Written request: Select every line of the data below that contains the word "glass", and copy each one out in full. Case counts.

Collected data
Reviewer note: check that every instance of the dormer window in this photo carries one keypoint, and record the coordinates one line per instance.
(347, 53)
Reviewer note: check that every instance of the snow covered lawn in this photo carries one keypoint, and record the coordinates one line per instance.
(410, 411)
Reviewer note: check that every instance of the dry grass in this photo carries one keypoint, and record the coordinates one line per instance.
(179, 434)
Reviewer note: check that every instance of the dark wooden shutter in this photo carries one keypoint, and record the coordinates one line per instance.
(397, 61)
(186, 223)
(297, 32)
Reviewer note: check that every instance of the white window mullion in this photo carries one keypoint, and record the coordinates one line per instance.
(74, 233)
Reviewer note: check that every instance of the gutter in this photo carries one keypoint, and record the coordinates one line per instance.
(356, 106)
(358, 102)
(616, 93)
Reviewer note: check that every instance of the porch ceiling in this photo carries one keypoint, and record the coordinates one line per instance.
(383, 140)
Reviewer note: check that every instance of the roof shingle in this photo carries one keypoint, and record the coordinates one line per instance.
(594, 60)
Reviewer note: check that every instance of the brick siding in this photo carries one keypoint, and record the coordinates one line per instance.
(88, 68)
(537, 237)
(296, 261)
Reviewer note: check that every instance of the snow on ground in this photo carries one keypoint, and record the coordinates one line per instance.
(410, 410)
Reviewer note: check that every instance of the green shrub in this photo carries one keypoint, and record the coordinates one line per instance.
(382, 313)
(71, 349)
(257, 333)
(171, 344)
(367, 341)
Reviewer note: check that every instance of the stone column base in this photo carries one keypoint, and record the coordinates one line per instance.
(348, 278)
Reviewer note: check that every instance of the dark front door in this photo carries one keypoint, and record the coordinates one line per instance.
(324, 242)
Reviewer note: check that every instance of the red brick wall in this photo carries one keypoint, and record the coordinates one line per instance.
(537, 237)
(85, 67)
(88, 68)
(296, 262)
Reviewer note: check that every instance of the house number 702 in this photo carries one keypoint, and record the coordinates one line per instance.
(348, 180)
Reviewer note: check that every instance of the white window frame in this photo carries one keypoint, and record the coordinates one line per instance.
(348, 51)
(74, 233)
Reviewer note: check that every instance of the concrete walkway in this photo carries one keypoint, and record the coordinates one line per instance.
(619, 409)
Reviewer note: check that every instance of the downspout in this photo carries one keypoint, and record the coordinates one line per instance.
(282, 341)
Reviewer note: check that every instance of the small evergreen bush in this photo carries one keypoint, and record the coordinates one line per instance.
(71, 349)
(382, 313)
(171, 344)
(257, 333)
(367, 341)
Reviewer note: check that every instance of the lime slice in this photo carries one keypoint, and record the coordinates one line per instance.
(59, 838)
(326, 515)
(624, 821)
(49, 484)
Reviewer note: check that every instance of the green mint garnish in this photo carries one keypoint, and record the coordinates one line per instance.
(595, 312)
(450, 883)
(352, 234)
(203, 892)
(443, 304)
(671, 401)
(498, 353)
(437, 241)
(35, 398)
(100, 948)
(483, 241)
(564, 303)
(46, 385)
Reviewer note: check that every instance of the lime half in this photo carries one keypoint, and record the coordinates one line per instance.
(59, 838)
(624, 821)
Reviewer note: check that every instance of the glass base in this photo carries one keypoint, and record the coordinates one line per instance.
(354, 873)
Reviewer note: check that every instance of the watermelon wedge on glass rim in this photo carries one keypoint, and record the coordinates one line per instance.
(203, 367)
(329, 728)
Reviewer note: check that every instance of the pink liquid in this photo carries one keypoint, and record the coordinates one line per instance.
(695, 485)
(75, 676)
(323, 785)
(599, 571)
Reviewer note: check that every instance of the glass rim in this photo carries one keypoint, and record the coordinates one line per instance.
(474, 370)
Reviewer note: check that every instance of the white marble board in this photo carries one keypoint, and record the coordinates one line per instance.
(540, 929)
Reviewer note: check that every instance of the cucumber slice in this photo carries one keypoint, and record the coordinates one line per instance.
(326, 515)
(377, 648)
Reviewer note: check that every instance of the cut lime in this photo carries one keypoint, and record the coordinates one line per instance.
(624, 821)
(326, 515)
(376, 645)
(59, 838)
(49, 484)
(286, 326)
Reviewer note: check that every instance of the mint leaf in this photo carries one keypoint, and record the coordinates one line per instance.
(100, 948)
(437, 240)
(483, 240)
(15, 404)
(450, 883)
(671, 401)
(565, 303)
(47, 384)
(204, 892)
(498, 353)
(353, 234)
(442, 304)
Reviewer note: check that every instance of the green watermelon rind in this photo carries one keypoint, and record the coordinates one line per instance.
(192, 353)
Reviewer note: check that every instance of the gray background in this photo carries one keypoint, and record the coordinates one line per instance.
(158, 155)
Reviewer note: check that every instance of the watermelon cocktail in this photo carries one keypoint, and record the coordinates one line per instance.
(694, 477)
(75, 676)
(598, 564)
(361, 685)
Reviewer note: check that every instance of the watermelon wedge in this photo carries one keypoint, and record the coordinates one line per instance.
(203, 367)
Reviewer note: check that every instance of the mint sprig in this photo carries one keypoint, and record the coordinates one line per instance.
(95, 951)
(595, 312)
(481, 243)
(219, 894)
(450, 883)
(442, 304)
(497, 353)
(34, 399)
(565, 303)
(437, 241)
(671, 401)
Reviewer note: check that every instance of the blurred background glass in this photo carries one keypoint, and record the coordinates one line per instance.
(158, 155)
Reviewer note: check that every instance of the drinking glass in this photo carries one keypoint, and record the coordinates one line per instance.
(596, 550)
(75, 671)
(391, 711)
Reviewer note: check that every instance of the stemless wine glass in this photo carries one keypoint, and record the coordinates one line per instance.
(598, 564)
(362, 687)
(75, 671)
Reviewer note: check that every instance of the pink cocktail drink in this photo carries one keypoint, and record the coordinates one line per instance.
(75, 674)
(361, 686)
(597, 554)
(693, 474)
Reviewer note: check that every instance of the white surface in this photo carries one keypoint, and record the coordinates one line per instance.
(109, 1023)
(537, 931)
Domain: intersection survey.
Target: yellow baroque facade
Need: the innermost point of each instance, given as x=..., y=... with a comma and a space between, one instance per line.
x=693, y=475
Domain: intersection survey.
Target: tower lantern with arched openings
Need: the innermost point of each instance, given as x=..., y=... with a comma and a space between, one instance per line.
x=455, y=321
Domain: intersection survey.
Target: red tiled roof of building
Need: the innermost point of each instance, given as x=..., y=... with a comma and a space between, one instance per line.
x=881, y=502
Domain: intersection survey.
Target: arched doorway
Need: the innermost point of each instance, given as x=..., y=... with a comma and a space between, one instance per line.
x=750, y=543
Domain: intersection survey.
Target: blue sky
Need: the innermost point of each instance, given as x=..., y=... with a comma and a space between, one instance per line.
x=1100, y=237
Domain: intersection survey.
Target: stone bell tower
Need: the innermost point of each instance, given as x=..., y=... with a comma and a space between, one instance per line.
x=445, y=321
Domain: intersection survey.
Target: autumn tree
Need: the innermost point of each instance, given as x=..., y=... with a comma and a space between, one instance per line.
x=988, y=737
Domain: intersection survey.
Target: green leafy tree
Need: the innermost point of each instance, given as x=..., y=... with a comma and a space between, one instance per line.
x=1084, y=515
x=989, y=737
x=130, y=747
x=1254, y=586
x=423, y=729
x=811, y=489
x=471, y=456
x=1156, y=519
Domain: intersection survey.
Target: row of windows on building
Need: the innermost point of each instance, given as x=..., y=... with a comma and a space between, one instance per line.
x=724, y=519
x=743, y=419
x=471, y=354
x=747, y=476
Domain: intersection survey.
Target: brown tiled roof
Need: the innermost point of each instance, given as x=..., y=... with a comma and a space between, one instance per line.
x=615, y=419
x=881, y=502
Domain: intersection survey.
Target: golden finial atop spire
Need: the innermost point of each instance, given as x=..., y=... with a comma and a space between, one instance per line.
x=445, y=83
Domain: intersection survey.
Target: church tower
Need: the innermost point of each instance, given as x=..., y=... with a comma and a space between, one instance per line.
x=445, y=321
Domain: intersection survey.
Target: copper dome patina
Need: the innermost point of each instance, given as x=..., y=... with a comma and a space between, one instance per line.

The output:
Reviewer note: check that every instance of the glass base in this photo carries one keypoint, and record the coordinates one line per instance.
Reviewer note: check that every instance of the watermelon wedge on glass rim in this photo carries one keypoint, and record the coordinates one line per instance.
Reviewer note: check that every instance of the glass rim in this photo carries one keypoint, and record the coordinates one line per instance.
Reviewer note: check that every instance of the blurred background glass in this photo carries one keypoint, and record the coordinates one line per instance.
Reviewer note: check that every instance of the drinking glass in this photo carries one keypoint, and record the coordinates one line per instance.
Reviewer note: check that every instance of the stemless wine glass in this photo carries one keypoint, and record the coordinates one line per instance.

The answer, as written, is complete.